▶ Dataset content
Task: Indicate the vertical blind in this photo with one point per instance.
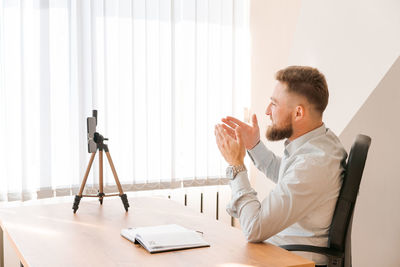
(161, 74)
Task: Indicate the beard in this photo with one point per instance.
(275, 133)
* * *
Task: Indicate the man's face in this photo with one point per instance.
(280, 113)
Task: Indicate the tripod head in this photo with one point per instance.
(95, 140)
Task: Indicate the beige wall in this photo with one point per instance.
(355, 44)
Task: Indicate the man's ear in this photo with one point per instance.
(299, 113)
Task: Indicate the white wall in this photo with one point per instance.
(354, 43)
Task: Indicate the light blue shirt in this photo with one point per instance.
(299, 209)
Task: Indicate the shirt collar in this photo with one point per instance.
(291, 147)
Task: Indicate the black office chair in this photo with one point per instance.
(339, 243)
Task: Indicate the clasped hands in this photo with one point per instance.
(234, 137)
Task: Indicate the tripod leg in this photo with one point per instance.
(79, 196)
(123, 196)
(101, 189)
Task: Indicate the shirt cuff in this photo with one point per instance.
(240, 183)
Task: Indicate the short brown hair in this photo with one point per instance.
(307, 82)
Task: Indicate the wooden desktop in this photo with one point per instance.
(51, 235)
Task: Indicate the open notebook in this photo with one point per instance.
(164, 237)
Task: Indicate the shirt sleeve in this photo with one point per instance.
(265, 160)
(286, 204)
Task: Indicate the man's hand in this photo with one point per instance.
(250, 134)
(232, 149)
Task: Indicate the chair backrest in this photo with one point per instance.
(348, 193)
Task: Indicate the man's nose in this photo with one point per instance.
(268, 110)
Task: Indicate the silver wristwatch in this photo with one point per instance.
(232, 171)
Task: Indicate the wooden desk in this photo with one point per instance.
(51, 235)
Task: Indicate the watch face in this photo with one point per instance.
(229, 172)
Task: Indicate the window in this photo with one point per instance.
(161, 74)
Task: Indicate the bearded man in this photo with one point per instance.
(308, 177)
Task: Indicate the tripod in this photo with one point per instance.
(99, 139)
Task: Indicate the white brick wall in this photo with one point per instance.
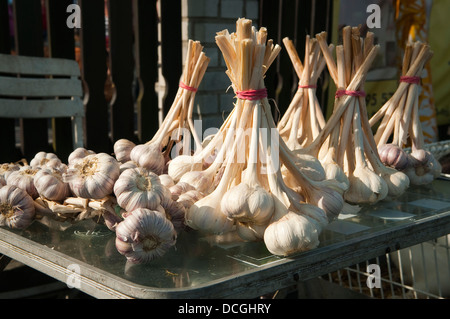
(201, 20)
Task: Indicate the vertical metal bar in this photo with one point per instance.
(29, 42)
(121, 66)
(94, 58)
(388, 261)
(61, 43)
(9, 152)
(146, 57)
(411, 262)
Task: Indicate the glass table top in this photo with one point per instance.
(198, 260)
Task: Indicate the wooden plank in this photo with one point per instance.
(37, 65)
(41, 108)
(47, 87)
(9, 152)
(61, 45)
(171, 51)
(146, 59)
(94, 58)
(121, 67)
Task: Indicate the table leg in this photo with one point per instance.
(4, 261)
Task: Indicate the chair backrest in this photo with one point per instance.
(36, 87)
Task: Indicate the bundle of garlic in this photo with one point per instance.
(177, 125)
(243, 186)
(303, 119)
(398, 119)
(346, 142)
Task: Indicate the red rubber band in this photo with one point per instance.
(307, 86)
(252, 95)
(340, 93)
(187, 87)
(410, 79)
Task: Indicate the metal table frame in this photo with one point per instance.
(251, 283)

▶ What you will do
State how many lines above contain the string "face", treating uppercase and lowercase as different. Reply with the number alone.

▶ Response
2